┌─ Page excerpt
VernacularTitle:A-to-I编辑的miR-411通过靶向TGFBR2和CD44减轻梗死后心脏纤维化
Author: Suling DING ¹ ; Zhiwei ZHANG ² ; Xiyang YANG ³ ; Dili SUN ³ ; Jianfu ZHU ³ ; Xiaowei ZHU ⁴ ; Xiangdong YANG ⁵ ; Junbo GE ⁵
Author Information

1. Zhongshan Hospital, Fudan University, Shanghai Institute of Cardiovascular Diseases, Shanghai 200032, China;Key Laboratory of Viral Cardiovascular Diseases, National Health Commission, Shanghai 200032, China.
2. Reproductive Medicine Center, Zhongshan Hospital, Shanghai 200032, China.
3. Zhongshan Hospital, Fudan University, Shanghai Institute of Cardiovascular Diseases, Shanghai 200032, China.
4. Department of Critical Care Medicine, Shanghai 200032, China.
5. Zhongshan Hospital, Fudan University, Shanghai Institute of Cardiovascular Diseases, Shanghai 200032, China;Key Laboratory of Viral Cardiovascular Diseases, National Health Commission, Shanghai 200032, China;Department of Cardiology, Huizhou Third People’s Hospital, Huizhou 516002, Guangdong, China.
└─
┌─ Exercise data
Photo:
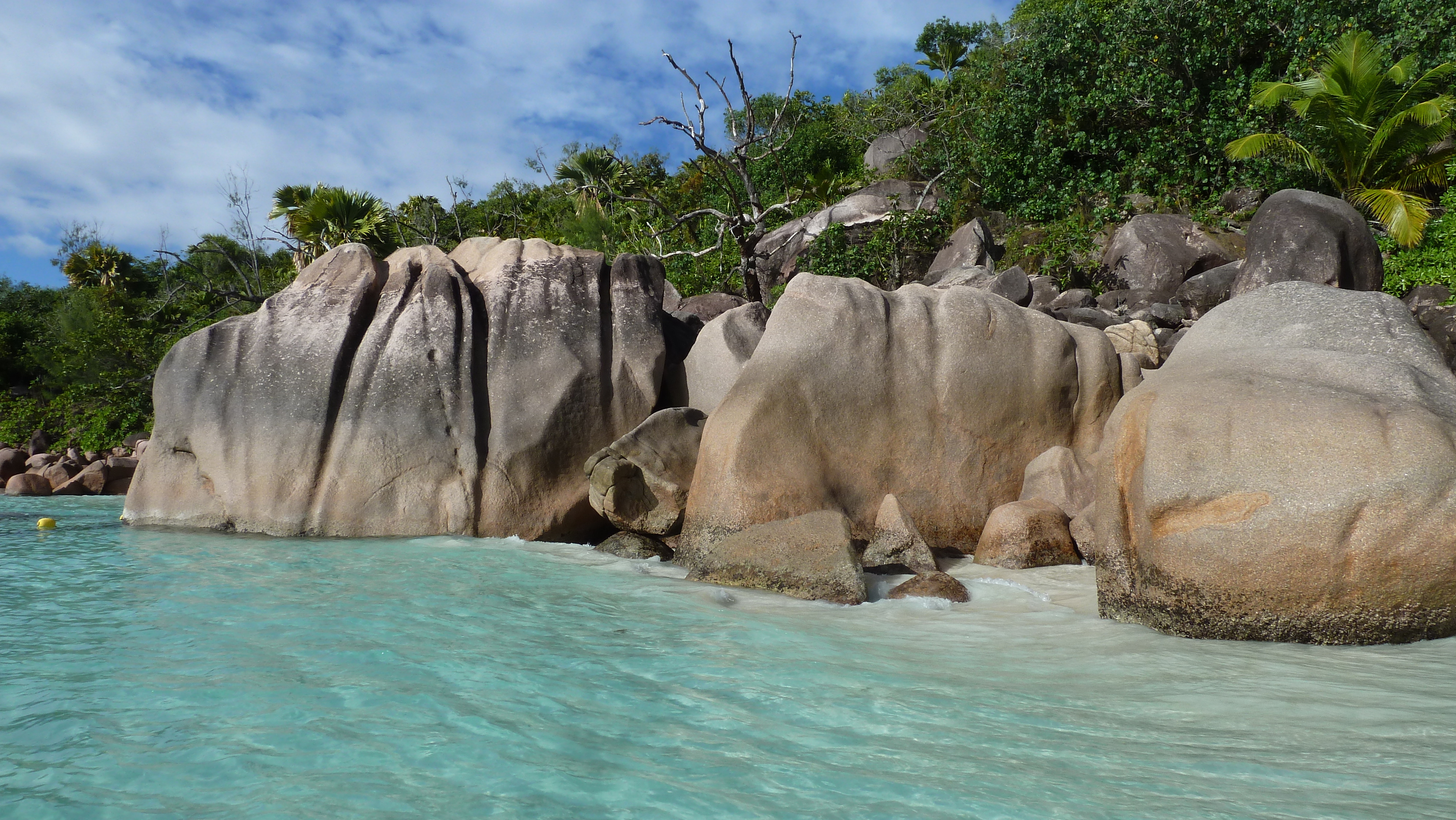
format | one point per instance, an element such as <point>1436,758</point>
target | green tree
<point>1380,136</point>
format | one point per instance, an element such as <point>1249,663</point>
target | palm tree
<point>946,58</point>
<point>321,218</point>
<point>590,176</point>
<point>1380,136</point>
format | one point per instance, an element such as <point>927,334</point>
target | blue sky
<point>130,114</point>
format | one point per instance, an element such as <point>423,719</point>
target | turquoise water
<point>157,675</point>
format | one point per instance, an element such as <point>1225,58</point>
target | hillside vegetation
└─
┌─ Exercise data
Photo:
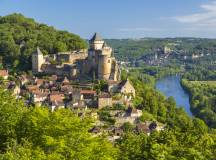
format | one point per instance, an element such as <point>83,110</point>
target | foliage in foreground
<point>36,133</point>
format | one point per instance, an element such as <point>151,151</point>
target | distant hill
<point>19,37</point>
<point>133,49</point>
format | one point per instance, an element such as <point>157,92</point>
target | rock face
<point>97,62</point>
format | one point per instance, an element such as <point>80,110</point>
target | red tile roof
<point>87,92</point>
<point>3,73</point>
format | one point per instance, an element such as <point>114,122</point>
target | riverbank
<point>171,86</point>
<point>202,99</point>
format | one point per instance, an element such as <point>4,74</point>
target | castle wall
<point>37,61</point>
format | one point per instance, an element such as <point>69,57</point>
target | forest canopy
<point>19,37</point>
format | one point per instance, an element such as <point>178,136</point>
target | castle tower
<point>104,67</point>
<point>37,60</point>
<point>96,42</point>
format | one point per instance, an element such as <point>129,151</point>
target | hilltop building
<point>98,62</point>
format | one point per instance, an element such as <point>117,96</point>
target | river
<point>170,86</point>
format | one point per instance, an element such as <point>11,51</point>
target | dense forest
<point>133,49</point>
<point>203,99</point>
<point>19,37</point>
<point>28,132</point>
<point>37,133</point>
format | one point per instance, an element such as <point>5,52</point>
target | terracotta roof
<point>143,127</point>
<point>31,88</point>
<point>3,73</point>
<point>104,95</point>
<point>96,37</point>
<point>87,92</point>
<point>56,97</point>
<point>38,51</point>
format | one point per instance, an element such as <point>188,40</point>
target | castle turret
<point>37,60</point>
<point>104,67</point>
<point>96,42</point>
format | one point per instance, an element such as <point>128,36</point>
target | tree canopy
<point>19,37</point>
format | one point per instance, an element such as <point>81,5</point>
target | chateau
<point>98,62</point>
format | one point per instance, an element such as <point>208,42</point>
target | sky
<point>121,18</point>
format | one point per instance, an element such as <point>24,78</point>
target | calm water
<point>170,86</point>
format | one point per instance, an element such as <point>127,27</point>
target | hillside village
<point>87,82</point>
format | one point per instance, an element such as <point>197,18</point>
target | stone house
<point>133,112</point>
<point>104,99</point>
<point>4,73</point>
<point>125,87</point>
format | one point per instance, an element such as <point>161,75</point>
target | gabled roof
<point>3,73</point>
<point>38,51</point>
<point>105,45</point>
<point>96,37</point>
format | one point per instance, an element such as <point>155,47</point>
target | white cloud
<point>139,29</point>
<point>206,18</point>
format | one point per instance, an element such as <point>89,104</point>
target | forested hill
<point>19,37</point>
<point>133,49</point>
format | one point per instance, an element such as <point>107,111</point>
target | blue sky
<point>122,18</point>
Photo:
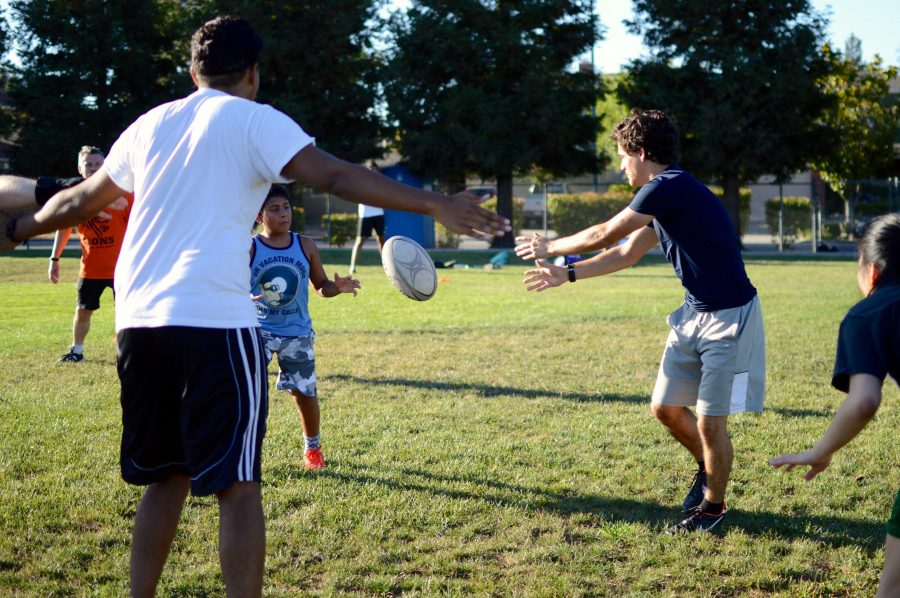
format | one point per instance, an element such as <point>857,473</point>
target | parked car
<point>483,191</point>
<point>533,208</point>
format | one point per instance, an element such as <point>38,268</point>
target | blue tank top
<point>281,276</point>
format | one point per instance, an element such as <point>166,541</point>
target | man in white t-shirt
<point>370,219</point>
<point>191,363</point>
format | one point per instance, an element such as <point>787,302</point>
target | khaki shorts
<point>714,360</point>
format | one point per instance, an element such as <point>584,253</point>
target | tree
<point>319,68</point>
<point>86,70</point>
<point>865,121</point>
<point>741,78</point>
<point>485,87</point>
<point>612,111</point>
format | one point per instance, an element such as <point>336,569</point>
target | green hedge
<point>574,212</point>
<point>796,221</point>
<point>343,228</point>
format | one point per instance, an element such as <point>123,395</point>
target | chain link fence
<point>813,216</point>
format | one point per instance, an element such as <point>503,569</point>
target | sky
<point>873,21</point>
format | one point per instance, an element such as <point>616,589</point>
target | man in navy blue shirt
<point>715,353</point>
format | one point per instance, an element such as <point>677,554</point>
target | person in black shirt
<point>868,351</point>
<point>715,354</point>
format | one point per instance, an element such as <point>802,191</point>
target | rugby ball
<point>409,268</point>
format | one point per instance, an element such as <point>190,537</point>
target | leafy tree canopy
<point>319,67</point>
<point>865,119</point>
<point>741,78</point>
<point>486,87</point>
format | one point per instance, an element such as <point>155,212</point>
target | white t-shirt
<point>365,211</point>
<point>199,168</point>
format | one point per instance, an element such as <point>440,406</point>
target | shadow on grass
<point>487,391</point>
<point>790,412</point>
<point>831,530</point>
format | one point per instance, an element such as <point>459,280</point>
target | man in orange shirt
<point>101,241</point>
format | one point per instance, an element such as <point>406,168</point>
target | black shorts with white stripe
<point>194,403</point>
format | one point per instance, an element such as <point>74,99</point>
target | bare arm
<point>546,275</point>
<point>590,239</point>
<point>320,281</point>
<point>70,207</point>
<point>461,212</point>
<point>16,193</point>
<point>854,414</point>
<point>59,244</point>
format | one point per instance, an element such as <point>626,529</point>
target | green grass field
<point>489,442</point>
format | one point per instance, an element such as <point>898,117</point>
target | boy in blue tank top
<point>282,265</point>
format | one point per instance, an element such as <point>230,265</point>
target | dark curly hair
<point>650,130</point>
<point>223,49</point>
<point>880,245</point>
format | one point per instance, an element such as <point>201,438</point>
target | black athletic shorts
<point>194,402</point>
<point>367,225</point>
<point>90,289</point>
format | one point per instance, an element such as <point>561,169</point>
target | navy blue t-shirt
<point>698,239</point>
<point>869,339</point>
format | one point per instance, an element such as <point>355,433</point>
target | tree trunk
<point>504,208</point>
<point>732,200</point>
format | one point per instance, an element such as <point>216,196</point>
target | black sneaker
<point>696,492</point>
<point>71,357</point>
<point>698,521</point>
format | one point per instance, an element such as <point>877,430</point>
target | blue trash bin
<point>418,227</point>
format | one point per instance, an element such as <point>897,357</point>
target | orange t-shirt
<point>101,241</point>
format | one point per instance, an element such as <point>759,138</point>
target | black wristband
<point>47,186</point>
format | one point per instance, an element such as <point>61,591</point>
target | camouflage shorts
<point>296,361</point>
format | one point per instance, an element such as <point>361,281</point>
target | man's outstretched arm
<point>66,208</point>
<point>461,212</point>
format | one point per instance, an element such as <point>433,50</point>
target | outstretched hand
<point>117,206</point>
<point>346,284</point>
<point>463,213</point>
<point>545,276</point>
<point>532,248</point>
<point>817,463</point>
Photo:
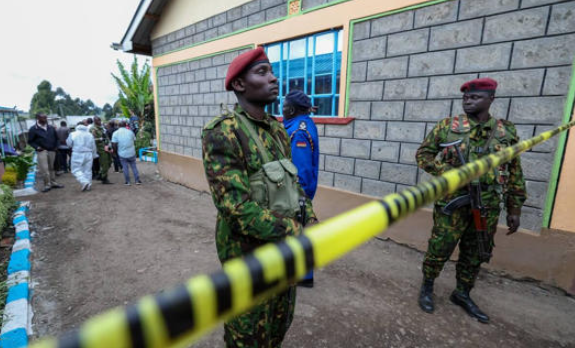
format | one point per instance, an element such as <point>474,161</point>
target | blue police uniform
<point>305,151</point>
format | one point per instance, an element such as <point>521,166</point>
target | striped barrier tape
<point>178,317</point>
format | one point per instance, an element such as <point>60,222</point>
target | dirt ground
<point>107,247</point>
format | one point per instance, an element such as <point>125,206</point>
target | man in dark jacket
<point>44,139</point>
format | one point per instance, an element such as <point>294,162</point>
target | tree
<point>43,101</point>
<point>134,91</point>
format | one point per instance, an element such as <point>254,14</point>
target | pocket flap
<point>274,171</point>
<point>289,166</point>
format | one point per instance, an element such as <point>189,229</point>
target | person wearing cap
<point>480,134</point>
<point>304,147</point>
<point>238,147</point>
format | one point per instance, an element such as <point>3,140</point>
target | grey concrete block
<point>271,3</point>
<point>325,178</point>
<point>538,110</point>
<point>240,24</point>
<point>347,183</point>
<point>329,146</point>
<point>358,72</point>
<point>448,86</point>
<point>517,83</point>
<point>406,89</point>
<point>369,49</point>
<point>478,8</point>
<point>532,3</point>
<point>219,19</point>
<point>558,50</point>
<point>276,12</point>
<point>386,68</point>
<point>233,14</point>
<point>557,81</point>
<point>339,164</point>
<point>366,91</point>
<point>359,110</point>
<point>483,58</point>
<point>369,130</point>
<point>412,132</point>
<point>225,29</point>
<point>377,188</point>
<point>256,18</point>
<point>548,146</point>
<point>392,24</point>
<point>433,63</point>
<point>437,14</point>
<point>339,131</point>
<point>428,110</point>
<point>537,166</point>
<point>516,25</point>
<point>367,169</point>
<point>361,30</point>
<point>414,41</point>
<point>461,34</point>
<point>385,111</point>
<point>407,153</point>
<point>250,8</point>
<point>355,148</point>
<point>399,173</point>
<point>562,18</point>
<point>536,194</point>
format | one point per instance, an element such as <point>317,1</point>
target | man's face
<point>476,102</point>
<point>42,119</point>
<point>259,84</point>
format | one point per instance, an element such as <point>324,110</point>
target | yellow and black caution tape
└─
* Questions on the material *
a - List all the authors named in the miR-411 article header.
b - Resume the miR-411 article header, picking up after its final line.
The items have no connection to the miR-411 article header.

* Task answers *
a - Suling DING; Zhiwei ZHANG; Xiyang YANG; Dili SUN; Jianfu ZHU; Xiaowei ZHU; Xiangdong YANG; Junbo GE

b -
Publication Type:Conferenceabstract
Keywords: RNA editing; cardiac fibrosis; typeⅡtransforming growth factor-beta receptor; CD44
From: Chinese Journal of Clinical Medicine 2026;33(1):191-192
CountryChina
Language:Chinese
Abstract: Objective To explore the functional impact of A-to-I editing in the seed region of miR-411 during post-myocardial infarction (MI) fibrosis and elucidate its therapeutic potential. Methods Integrating GEO database with myocardial RNA-seq data from MI mouse models, we identified dynamic A-to-I RNA editing in small noncoding RNAs across MI progression (1 day to 8 weeks post-MI). Four miRNAs exhibited differential editing rates between MI and controls, with miR-411 showing progressive editing enhancement at seed region position 4 (P＜0.01). This editing event was validated in both murine MI models and human heart failure specimens. Results The A-to-I editing ratio change of the 4th nucleotide in the seed region of miR-411 mainly occurs in cardiac fibroblasts rather than cardiomyocytes, and the editing at this site depends on ADAR2 rather than ADAR1. Edited miR-411 (ED-miR-411) diverged from wild-type miR-411 (WT-miR-411) in suppressing collagen-related pathways (extracellular matrix [ECM]-receptor interaction, collagen-containing ECM, ECM organization; P＜0.01) in cardiac fibroblasts. Mechanistically, dual-luciferase assays confirmed ED-miR-411 directly targeted the 3′UTR and suppressed expression of type Ⅱ transforming growth factor (TGF)-beta receptor (TGFBR2) and CD44, which were key drivers of TGF-β-mediated fibroblast activation. ED-miR-411 overexpression blunted TGF-β-induced collagen synthesis and myofibroblast proliferation (P＜0.05). In vivo, intramyocardial delivery of ED-miR-411 mimics at 1 week post-MI reduced fibrosis by 40% and improved ejection fraction by 15% (P＜0.01 vs controls), whereas WT-miR-411 showed no therapeutic effect. Conclusions A-to-I editing of miR-411 emerges as an endogenous anti-fibrotic mechanism by repressing TGFBR2 and CD44, thereby disrupting TGF-β signaling and ECM dysregulation. Our findings highlight ED-miR-411 as a novel RNA-based therapeutic candidate to mitigate post-infarction cardiac remodeling.